### TEXT EXCERPT

More than 900 soccer fans piled into All High Stadium on Saturday to see German professional team FC St. Pauli tangle with local amateur club FC Buffalo. When the final whistle blew, the crowd applauded, and it wasn't for the result or a standout individual performance.

This was something bigger.

First and foremost, the fact that a team in 2.Bundesliga, Germany's second-highest level, would travel to Buffalo after a grueling domestic season was unusual in itself.

"It's kind of surreal to believe that a team that draws 30,000 [fans] per game and is such a big global presence would take time out of their schedule to come to play us, a minor league team that's trying to get by," remarked FC Buffalo head coach Frank Butcher after the 2-0 loss.

FC St. Pauli is known across the world as an ambassador of more than just soccer, touting values such as anti-fascism, anti-racism and anti-homophobia outlined in the club's mission statement. In the uber-competitive climate of European soccer - where billionaire owners shell out massive transfer fees - FC St. Pauli, owned by its fans, is a refreshing contrast.

"They stand for so much more than just the soccer field, which is cool to see nowadays because you don't see that at many clubs," remarked FC Buffalo goalkeeper Bryce Tramuta. "It's something we want to replicate here in Buffalo."

[Related: Why FC St. Pauli's trip to Buffalo matters]

When an organization and its fans share the same values, the bonds aren't blocked by borders, but St. Pauli's Hamburg headquarters seems to genuinely care about its supporters around the world. FCSP supporters groups from around the Northeast, Canada and even Buffalo's 30-person chapter waved flags and chanted together on Saturday, then embraced each of FC St. Pauli's players after the contest.

Marketing manager Christian Pruess mentioned that St. Pauli eyes markets where it has supporters and prefers to play foes from independent leagues, like the National Premier Soccer League, not associated with The Establishment, in this case Major League Soccer.

Still a little stunned by the scene, the City of Good Neighbors proved a gracious host - offering St. Pauli a cooler of Sullivan's beer post-match (which was turned down) - repaying the warm treatment from their trip to Germany earlier this month.

"The way they treated us over there was top class, letting us stay at their facilities, train at their facilities, play against their second team - they even took us out to dinner the night before," Tramuta explained. "Having [that experience] and the fact that they wanted to come back and play us here, it just means a lot. You hear about them, even over here in America, and we never thought we'd have the chance to play a game like this, ever."

The scene at All High on Saturday had some similarities to the first visit by a European club - Bedlington Terriers FC, a ninth-division team in England - in 2011. Then, FC Buffalo drew more than 4,000 fans in a comfortable victory, but Saturday's atmosphere - aided by a more robust The Situation Room and the vocal contingent of traveling St. Pauli fans - was arguably more lively.

St. Pauli scored on either side of halftime, receiving goals from Sami Allagui, a Tunisian international, and Kevin Lankford, a German-American who was once a prospect for the U.S. youth national teams, while Svend Brodersen kept the clean sheet. Nevado Elliott, Kieran Toland, Colin O'Keefe and Filip Johansson each came close for the Wolves, with only O'Keefe forcing a save.

### GOAL OF THE EXERCISE
Pick up the article on FC St. Pauli's game against FC Buffalo after its final sentence and keep writing it. The rows after this text aren't needed.

### RECORD SET
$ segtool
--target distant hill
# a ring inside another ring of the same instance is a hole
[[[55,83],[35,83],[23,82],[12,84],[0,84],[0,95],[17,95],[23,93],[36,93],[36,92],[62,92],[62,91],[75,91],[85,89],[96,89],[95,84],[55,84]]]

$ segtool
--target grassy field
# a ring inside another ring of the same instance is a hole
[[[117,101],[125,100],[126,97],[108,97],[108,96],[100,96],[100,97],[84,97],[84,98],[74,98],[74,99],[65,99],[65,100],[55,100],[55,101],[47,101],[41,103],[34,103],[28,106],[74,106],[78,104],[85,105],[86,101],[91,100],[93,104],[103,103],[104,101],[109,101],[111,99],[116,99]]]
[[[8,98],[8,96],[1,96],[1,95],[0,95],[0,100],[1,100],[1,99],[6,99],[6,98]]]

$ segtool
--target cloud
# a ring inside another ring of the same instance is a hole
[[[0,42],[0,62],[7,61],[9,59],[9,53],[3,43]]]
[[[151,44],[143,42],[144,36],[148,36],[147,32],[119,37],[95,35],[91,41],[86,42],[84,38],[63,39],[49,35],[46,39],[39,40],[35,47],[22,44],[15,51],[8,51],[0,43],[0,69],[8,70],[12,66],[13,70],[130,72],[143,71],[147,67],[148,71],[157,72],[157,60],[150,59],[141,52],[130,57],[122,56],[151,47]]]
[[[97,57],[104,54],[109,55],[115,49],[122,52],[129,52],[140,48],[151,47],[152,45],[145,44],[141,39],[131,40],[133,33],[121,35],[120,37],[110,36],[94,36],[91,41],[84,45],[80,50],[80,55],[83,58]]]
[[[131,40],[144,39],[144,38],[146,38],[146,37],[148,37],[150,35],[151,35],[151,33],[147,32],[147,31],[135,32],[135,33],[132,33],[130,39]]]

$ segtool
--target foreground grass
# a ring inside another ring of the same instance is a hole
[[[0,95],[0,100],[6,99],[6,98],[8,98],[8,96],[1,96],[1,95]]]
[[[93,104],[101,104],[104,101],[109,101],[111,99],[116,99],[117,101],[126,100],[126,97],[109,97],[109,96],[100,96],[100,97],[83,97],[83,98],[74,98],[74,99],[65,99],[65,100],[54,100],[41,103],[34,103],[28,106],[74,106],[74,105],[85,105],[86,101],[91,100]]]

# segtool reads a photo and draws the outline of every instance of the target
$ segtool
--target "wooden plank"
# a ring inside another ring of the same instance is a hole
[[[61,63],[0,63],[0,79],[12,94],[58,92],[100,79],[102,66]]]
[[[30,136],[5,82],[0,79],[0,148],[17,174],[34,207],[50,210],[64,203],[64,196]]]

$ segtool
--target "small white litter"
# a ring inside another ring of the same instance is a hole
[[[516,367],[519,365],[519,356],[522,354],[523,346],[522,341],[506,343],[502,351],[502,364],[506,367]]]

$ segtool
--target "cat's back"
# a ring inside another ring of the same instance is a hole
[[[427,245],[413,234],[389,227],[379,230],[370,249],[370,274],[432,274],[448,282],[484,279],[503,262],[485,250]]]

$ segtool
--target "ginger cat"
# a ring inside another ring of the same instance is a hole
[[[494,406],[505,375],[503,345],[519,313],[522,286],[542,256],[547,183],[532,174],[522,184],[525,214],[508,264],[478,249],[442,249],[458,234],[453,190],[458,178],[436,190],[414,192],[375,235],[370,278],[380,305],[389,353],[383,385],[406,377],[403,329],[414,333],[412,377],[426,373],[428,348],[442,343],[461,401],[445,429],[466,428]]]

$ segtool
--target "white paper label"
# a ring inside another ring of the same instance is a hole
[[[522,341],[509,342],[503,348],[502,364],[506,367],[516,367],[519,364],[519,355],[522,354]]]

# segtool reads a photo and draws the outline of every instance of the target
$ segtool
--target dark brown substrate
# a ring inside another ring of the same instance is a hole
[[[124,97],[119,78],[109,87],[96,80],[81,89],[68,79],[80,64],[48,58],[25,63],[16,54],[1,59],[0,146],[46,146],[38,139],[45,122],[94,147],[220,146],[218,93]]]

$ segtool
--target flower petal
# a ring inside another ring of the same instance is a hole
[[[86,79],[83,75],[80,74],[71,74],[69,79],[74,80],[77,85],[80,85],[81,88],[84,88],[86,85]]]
...
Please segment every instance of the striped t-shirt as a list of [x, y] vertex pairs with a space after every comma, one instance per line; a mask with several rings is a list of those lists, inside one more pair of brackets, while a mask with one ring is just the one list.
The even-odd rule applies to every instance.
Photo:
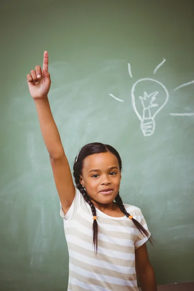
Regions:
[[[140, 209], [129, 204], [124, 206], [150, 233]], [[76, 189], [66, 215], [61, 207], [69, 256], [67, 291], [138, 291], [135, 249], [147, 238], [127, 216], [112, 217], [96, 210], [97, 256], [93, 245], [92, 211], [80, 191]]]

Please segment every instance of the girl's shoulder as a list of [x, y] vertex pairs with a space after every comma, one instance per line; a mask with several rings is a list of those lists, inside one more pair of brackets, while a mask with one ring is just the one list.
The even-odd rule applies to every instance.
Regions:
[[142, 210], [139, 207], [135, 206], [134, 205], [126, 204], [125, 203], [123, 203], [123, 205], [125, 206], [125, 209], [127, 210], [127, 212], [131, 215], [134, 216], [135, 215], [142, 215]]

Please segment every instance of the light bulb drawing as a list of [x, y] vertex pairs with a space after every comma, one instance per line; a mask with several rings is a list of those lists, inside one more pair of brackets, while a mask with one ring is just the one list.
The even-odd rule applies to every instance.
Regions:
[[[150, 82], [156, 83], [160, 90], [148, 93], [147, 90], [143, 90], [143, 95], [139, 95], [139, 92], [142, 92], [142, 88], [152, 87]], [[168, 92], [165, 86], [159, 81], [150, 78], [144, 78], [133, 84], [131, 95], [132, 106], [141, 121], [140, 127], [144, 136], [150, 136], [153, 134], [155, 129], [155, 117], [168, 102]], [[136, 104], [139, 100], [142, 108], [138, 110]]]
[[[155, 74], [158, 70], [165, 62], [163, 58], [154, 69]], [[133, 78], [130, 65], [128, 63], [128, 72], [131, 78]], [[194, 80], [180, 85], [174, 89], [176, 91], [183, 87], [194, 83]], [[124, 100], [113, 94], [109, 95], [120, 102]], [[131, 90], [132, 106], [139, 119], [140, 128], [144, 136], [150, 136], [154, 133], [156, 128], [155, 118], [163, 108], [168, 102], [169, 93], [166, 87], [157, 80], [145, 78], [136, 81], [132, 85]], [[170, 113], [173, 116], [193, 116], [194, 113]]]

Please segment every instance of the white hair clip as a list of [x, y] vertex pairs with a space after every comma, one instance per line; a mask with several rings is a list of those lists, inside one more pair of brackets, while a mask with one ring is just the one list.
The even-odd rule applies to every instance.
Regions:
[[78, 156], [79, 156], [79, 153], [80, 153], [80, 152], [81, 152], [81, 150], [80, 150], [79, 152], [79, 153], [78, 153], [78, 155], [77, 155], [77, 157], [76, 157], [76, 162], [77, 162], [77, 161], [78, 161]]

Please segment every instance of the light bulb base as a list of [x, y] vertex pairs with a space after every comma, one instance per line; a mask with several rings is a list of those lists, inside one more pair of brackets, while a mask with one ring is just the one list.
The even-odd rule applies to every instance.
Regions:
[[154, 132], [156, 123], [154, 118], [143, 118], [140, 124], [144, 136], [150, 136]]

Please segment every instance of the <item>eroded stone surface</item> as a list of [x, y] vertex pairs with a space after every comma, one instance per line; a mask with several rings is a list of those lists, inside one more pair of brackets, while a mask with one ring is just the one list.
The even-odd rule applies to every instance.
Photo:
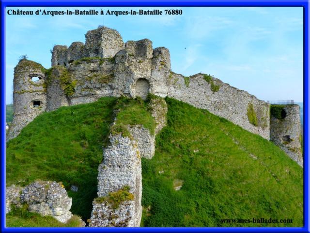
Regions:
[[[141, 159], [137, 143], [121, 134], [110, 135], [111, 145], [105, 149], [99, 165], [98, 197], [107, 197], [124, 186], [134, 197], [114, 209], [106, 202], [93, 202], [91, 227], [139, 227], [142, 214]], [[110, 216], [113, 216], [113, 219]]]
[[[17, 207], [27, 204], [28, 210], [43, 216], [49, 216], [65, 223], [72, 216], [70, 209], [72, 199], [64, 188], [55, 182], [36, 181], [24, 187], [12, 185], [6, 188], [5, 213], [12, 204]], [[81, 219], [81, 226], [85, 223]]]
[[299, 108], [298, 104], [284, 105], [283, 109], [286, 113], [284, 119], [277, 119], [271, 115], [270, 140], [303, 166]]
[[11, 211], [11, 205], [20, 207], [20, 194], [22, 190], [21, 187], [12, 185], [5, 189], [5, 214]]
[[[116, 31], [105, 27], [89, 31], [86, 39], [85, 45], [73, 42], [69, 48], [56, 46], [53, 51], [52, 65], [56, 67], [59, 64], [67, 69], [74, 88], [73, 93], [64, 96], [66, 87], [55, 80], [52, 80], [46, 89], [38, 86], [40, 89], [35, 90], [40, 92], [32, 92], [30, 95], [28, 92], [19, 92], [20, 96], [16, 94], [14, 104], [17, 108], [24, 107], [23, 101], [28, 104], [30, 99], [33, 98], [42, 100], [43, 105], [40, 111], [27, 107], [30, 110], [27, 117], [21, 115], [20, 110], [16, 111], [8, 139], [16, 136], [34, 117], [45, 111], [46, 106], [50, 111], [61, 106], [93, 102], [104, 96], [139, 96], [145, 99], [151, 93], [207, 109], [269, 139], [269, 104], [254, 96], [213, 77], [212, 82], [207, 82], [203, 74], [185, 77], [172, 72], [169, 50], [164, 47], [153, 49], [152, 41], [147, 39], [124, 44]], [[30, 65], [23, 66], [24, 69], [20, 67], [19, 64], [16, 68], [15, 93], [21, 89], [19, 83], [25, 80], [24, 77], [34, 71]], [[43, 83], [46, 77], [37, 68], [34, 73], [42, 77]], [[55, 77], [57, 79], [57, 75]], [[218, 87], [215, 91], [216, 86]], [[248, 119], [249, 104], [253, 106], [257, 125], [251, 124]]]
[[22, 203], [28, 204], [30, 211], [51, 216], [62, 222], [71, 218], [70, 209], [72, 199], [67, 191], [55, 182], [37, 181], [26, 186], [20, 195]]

### TASK RESULT
"I think we did better than we expected," Tramuta reflected. "We went down early and no one gave up, no one put their heads down, we fought and in my opinion, it could have been a close game."

[Related: Look back at the match's action through BN Soccer's Twitter]

FC Buffalo's players, in white, watch FC St. Pauli engage with their fans after the match. (Ben Tsujimoto/Buffalo News)

The home pitch aided Buffalo tremendously - high-level European teams almost never play on turf, especially not a matted down surface like All-High - and the unfamiliarity left the Germans with some nervy moments.

FC Buffalo reserve defender Niklas Breunung, one of two Germans on the roster, sympathized with St. Pauli because he remembered his transition from Fulda, Germany, to Le Moyne College, in Syracuse.

"The whole culture, the surroundings on game-day are different from what we're used to in Germany, so I can kind of feel them a bit because I know how it was for me when I came here," Breunung said. "The field is different, you have all these lines on the field ... in Germany we have soccer fields and that's it.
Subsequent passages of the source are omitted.